> **Task to complete**: Return all of the records below unchanged, reproducing every line character for character.

Object position labeling entries

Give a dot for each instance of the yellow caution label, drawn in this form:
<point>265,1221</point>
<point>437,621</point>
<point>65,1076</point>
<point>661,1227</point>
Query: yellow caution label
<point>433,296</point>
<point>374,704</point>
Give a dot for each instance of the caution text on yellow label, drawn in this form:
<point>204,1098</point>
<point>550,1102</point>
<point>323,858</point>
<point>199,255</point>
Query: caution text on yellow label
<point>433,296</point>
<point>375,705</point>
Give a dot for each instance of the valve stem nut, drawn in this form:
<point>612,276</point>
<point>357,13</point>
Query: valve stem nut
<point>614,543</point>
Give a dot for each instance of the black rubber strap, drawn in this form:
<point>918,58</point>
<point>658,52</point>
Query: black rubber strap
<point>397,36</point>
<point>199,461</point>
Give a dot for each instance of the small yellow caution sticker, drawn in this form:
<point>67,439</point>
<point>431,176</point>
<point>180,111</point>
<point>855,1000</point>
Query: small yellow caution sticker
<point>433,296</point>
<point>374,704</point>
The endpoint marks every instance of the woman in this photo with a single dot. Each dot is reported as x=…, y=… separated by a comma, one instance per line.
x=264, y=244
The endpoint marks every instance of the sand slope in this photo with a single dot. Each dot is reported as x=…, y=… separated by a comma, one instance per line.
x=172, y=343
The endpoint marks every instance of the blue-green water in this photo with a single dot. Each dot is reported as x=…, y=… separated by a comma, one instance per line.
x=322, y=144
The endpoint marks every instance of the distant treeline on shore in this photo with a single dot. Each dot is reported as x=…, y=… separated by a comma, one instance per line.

> **Response to the exercise**:
Give a dot for each instance of the yellow caution label, drawn in this form:
<point>265,1221</point>
<point>437,621</point>
<point>65,1076</point>
<point>661,1227</point>
Query: yellow caution label
<point>433,296</point>
<point>374,704</point>
Give a dot for each instance of the caution text on yellow label, drawn in this form:
<point>204,1098</point>
<point>550,1102</point>
<point>323,858</point>
<point>199,255</point>
Query: caution text on yellow label
<point>433,296</point>
<point>375,705</point>
Give a dot for each instance of the valve stem nut, drawn in this form:
<point>612,276</point>
<point>357,13</point>
Query: valve stem nut
<point>614,543</point>
Give a dot for each instance of the black rubber strap, drawn in this form:
<point>918,58</point>
<point>658,52</point>
Query: black rubber strap
<point>397,36</point>
<point>199,461</point>
Give a dot for each instance of the small yellow caution sticker, drawn in this form:
<point>67,439</point>
<point>431,176</point>
<point>180,111</point>
<point>855,1000</point>
Query: small yellow caution sticker
<point>433,296</point>
<point>374,704</point>
The endpoint marks every instance of the woman in this photo with a single dot. Each dot is reported as x=…, y=… separated by a comma, one instance per line.
x=264, y=244
The endpoint marks every instance of the sand slope in this photo with a single dot. Each dot is reported as x=…, y=… separated by a comma, one instance per line.
x=172, y=343
The endpoint marks every instance of the blue-green water in this photo with a single dot. Each dot is reported as x=…, y=… separated by a comma, one instance per line.
x=322, y=144
The endpoint marks every instance of the distant treeline on shore in this photo with a single dot. Each dot is reported as x=…, y=… separated by a comma, one instance per line.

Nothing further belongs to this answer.